● TASK BRIEF
The entries below should be quoted exactly, with no pictures carried over.

^^^^^^^^

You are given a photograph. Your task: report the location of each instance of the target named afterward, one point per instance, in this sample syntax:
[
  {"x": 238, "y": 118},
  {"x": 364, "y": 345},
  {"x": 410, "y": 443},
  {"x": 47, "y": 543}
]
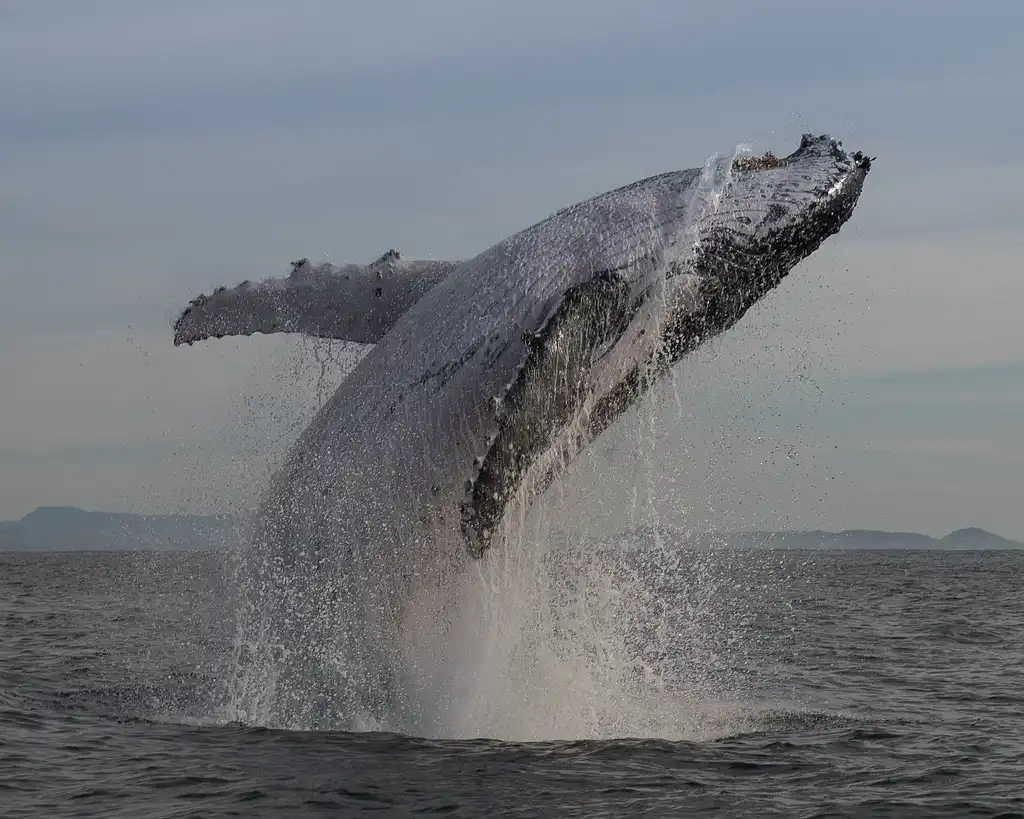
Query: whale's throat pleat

^^^^^^^^

● ANSWER AREA
You are given a photograph. Your task: report the location of each instance of the target named afterward, one point per instance, in this sample syntax:
[
  {"x": 238, "y": 118},
  {"x": 364, "y": 345},
  {"x": 410, "y": 443},
  {"x": 47, "y": 543}
]
Query: whale's throat pleat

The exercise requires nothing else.